*** Opening SUPPLIED DATA ***
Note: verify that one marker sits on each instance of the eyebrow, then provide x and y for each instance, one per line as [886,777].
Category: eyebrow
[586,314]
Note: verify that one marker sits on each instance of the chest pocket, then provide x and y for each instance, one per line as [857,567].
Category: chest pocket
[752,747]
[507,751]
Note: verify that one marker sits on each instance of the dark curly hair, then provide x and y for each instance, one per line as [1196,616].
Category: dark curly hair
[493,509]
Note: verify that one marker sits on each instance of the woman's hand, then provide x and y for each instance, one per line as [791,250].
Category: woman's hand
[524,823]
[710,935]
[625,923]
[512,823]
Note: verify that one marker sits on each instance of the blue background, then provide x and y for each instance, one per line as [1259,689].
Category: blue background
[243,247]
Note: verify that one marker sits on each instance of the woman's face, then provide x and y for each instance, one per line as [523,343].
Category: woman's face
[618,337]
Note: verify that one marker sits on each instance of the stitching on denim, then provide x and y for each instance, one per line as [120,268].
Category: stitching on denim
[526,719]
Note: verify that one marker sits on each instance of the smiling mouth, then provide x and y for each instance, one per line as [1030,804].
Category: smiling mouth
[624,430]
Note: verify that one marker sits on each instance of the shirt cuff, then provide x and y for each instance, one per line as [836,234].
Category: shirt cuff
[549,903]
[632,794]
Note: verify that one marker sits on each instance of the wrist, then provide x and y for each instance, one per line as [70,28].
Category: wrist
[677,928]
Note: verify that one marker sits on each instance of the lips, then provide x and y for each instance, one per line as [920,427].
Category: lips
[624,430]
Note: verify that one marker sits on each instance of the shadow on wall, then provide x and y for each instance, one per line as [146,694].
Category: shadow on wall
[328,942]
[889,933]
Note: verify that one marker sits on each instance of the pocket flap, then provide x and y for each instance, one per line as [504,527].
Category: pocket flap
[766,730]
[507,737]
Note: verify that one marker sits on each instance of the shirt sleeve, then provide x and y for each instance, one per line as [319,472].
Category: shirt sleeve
*** Closing SUPPLIED DATA ***
WHAT IS EXPECTED
In the records above, find the lines containing "sleeve" and copy them.

ANSWER BOX
Note: verify that one marker sits on each instance of the shirt sleeve, then provide x and y for each instance, one per line as [319,472].
Category: shirt sleeve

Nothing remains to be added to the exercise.